# Dubai Police Clearence / Good Conduct



## FlexRay (Feb 12, 2013)

Hi Everyone

Does anyone have up to date experience gaining a police clearence (also known as good conduct) certificate from Dubai police?

My employer needs one from my current country of residence for a work visa in Africa

Thanks for help

Craig


----------



## cautious_mover (Dec 9, 2009)

You would be better off getting from the UK from the ACPO - Association of Chief Police Officers.
http://www.acro.police.uk/police_certificates.aspx


----------



## Netta (Dec 17, 2012)

FlexRay said:


> Hi Everyone
> 
> Does anyone have up to date experience gaining a police clearence (also known as good conduct) certificate from Dubai police?
> 
> ...


Hello Flexray,

If you require one from Dubai police I have recently gone through that. Please follow this link http://www.dubaipolice.gov.ae/dp/jsps/content/flat-content.do?contentCode=84901
I have filled up a form and attached some required documents, in less than 5 working days a corrier delivered to me....please be aware that is written in arabic language not english.
Ciao


----------



## plckid (Jul 25, 2013)

Netta said:


> Hello Flexray,
> 
> If you require one from Dubai police I have recently gone through that. Please follow this link http://www.dubaipolice.gov.ae/dp/jsps/content/flat-content.do?contentCode=84901
> I have filled up a form and attached some required documents, in less than 5 working days a corrier delivered to me....please be aware that is written in arabic language not english.
> Ciao


If you are filling up online .It doesn't have to be in Arabic. Correct me if i am wrong


----------



## ali_sajjad86 (Oct 22, 2013)

plckid said:


> If you are filling up online .It doesn't have to be in Arabic. Correct me if i am wrong


It comes in english. I got one a month ago when i applied for another country residency. Just go online to dubai police website and fill out the form , attach the required document thats it!

■ Goal of the exercise ■
Copy the thread from "## ali_sajjad86 (Oct" up to and including "document thats it!", switching "a month ago" to "two weeks ago". These items come from a different source than the thread.

Image point annotation entries:
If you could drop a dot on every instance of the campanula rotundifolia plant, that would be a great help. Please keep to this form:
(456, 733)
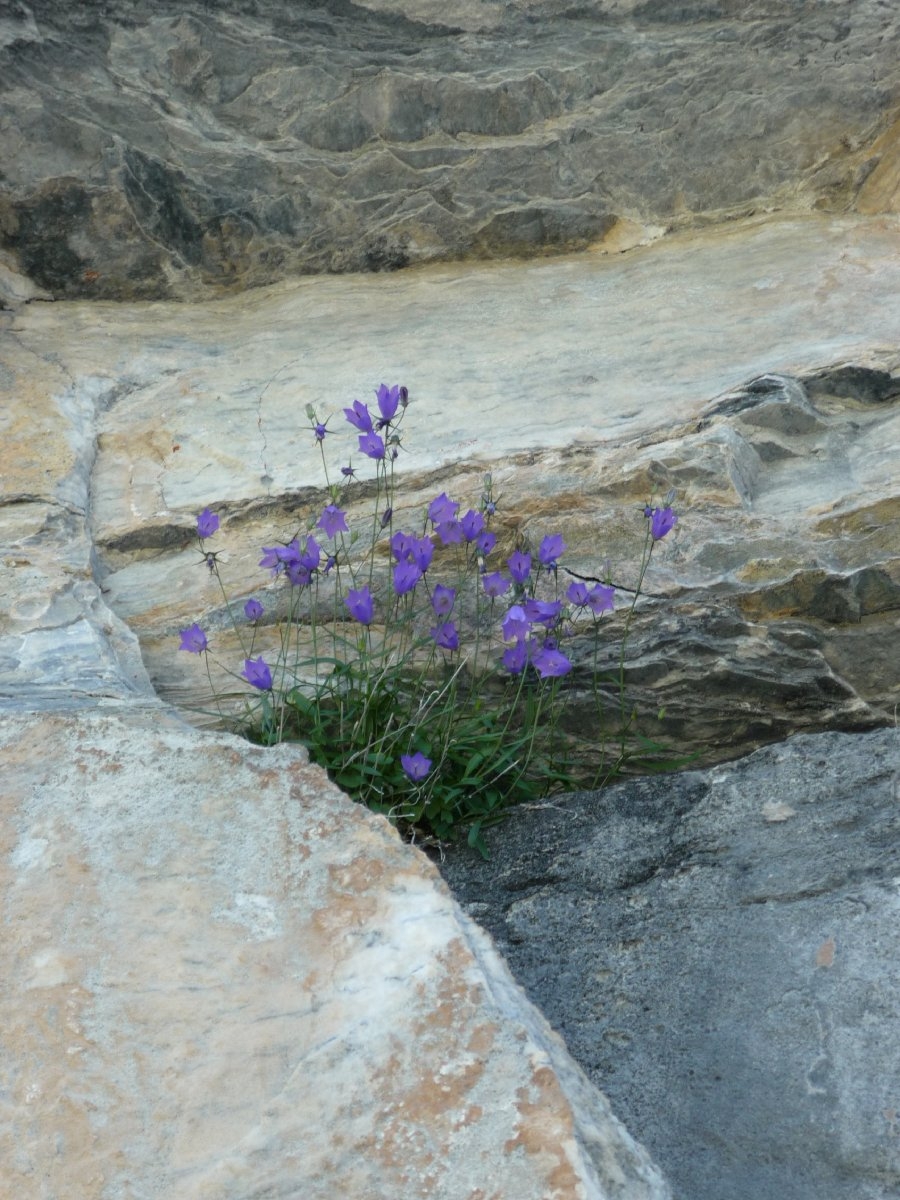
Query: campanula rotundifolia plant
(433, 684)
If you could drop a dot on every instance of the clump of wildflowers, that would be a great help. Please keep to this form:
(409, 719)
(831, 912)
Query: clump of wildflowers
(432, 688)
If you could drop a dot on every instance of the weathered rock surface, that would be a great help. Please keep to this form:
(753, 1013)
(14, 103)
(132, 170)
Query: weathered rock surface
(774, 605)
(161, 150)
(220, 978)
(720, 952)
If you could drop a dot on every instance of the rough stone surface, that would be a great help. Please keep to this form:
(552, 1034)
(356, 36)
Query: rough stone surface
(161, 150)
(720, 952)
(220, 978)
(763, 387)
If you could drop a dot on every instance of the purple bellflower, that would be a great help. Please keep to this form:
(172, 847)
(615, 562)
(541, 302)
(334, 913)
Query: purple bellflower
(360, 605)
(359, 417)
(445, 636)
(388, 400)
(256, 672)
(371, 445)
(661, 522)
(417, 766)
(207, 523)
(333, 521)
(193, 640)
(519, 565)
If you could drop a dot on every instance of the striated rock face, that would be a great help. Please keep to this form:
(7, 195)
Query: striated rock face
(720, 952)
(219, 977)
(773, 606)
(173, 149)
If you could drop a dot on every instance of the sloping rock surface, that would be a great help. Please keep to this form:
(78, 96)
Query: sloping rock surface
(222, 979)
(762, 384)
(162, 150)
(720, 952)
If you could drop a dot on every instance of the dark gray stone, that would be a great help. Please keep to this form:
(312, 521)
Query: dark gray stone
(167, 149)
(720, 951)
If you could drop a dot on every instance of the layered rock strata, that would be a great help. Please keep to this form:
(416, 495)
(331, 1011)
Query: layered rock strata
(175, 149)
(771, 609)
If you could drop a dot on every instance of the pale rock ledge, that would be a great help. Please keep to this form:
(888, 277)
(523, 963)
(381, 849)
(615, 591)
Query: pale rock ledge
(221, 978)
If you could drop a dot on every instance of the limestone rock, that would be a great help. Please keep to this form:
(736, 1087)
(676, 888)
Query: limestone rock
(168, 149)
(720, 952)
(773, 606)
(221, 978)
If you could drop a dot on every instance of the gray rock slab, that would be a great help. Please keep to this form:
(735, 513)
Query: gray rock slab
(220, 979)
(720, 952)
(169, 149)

■ Reply ■
## ali_sajjad86 (Oct 22, 2013)

plckid said:


> If you are filling up online .It doesn't have to be in Arabic. Correct me if i am wrong


It comes in english. I got one two weeks ago when i applied for another country residency. Just go online to dubai police website and fill out the form , attach the required document thats it!